=== Selected passage ===
Telephone, Cell Phones, Camera Phones & Voice Mail:

Concerned about inappropriate telephone use, 57% of employers block access to 900 lines and other unauthorized phone numbers. The number of employers who monitor the amount of time employees spend on the phone and track the numbers called has jumped to 51%, up from 9% in 2001. The percentage of companies that tape phone conversations has also grown in the past four years. In 2001, 9% of companies recorded workers’ phone calls. Today, 19% tape the calls of employees in selected job categories, and another 3% record and review all employees’ phone chat.

Far fewer employers monitor employees’ voice mail messages, with 15% reporting that they tape or review voice mail.

To help manage employees’ telephone use, employers apply a combination of policy and discipline. Twenty-seven percent have a written policy governing personal cell phone use at the office, and another 19% use policy to help control the capture and transmission of images via camera phones. Six percent of companies have fired employees for misusing office phones, and another 22% have issued formal reprimands to those who abuse phone privileges.

Video Surveillance:

More than half of the companies surveyed use video monitoring to counter theft, violence and sabotage (51% in 2005 vs. 33% in 2001). The number of companies that use video surveillance to track employees’ on-the-job performance has also increased, with 10% now videotaping selected job categories and 6% videotaping all employees. Among companies that videotape workers, 85% notify employees of the practice.

Global Satellite Positioning & Emerging Surveillance Technology:

Employers have been slow to adopt emerging monitoring and surveillance technologies to help track employee productivity and movement. Employers who use Assisted Global Positioning or Global Positioning Systems satellite technology are in the minority, with only 5% using GPS to monitor cell phones; 8% using GPS to track company vehicles; and 8% using GSP to monitor employee ID/Smartcards.

The majority (53%) of companies employ Smartcard technology to control physical security and access to buildings and data centers. Trailing far behind is the use of technology that enables fingerprint scans (5%), facial recognition (2%), and iris scans (0.5%).
=== Collected material ===
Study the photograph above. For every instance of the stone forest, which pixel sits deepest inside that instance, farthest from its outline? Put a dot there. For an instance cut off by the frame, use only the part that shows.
===
Required task: In the passage on workplace monitoring, what percentage of companies that videotape workers notify employees of the practice?

Exercise result: 85%